[DESCRIPTION OF THE TASK]: Reproduce the data below verbatim from the line containing "on the orange" through its final line, and produce nothing more.

┄┄┄┄┄┄

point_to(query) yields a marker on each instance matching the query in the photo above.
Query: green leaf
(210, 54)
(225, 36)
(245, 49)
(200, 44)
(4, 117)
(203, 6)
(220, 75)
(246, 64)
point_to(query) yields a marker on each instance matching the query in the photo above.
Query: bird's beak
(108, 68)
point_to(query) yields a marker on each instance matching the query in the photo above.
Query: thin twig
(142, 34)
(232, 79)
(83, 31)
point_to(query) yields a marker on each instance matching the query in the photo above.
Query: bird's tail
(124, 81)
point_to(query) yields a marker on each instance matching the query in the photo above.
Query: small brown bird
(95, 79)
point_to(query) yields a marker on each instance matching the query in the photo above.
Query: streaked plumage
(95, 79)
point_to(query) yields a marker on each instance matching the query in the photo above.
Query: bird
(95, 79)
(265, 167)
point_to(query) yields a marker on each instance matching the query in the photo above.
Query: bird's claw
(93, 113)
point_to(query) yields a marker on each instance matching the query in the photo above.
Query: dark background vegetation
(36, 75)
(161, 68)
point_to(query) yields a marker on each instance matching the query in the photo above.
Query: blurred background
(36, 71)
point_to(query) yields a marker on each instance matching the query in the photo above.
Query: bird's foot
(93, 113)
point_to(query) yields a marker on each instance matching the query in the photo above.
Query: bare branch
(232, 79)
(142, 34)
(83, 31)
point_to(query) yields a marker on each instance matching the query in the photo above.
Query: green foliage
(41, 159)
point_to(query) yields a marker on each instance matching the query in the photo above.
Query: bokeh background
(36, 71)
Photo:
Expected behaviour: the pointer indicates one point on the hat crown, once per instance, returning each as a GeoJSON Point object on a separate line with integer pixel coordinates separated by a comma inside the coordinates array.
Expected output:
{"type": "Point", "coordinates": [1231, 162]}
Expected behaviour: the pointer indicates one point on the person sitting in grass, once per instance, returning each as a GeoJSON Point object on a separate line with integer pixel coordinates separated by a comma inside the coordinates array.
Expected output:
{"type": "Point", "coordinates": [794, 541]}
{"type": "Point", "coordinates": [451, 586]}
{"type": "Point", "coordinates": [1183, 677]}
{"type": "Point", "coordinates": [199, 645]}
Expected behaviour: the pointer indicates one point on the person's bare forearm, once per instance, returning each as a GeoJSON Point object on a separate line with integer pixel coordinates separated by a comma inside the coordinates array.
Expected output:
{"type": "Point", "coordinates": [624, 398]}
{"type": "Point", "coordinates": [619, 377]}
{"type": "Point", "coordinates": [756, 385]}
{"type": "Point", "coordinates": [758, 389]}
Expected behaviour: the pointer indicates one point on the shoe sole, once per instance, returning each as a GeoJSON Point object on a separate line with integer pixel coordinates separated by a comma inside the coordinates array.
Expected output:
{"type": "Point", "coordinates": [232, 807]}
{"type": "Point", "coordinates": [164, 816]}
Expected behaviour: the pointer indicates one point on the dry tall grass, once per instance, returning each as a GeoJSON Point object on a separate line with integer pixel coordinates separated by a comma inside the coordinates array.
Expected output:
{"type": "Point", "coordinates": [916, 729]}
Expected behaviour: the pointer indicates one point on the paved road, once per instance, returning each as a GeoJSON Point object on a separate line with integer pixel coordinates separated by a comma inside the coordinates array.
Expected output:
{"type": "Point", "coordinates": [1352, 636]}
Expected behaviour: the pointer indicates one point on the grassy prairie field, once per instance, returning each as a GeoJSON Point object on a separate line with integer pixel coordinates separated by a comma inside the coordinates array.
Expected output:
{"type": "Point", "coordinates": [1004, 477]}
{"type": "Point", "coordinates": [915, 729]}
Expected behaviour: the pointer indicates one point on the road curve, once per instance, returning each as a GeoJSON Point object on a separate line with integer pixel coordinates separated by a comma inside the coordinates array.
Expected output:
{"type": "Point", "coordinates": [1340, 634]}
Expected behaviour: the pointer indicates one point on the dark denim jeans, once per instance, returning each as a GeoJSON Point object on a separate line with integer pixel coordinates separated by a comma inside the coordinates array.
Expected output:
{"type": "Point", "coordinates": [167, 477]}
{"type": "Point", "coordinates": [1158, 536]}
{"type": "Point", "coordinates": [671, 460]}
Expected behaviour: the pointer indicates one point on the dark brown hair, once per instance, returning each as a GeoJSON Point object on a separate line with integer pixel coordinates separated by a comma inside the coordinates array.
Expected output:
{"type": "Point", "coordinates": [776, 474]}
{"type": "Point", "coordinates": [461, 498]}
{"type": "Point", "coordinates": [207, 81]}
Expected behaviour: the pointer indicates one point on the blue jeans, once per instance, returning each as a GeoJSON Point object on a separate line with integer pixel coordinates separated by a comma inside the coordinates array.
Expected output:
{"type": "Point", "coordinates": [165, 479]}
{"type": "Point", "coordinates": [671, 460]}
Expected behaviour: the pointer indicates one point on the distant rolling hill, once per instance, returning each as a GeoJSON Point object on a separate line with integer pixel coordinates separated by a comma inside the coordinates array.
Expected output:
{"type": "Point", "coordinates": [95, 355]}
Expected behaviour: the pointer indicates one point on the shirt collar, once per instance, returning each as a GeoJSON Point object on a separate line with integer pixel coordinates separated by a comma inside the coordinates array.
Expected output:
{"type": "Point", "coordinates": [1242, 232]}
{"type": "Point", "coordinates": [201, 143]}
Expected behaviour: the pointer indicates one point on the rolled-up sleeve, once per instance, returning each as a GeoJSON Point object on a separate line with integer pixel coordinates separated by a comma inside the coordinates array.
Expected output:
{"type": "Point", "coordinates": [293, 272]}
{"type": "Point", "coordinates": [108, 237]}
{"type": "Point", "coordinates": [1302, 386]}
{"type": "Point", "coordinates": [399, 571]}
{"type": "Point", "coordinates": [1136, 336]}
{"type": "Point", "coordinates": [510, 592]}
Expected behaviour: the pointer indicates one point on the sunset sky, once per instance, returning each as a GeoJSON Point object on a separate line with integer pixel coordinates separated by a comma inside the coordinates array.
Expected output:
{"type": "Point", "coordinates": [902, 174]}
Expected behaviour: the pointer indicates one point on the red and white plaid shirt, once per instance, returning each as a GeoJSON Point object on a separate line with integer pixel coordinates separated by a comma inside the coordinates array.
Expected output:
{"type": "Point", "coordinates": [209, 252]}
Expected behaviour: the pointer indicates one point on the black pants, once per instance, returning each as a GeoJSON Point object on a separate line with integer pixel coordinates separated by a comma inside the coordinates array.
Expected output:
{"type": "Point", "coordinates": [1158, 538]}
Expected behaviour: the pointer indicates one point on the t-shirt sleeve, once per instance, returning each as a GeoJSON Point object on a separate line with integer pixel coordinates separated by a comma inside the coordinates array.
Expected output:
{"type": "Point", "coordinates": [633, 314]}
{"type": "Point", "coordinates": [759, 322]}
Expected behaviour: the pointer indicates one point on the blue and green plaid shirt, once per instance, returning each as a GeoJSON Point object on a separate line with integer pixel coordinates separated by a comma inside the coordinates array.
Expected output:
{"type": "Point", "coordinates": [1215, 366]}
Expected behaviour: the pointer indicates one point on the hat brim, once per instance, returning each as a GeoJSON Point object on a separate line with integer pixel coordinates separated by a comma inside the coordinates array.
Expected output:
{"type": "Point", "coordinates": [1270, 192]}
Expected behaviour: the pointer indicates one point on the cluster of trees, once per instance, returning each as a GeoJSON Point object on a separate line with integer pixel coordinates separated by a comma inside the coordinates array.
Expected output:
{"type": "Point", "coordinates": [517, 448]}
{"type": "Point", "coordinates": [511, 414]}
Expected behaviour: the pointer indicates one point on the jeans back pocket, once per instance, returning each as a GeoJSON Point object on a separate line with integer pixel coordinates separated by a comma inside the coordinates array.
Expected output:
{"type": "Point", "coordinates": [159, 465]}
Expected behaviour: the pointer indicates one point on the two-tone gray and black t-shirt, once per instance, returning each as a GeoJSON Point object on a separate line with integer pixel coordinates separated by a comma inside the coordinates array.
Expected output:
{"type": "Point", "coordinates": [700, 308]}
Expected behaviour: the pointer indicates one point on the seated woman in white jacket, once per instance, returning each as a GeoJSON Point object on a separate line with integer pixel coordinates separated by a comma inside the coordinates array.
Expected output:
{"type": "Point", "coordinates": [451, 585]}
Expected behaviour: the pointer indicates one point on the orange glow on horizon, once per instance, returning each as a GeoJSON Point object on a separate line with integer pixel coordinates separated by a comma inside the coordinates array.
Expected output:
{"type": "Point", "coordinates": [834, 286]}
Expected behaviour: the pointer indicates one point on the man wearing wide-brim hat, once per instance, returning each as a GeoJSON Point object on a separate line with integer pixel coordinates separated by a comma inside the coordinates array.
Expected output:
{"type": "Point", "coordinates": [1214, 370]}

┄┄┄┄┄┄

[ANSWER TO THIS PROBLEM]:
Expected behaviour: the pointer indicates one point on the orange glow on horizon, once per instance, returning each as a GeoJSON Point object on a separate line with integer pixel coordinates separated by a comma inside the coordinates array.
Expected output:
{"type": "Point", "coordinates": [834, 286]}
Expected behaviour: the pointer indicates one point on the man wearing wide-brim hat, once per instance, returning each as a GeoJSON Point object on a separate line with integer pixel coordinates separated by a comma inside the coordinates array.
Expected output:
{"type": "Point", "coordinates": [1214, 370]}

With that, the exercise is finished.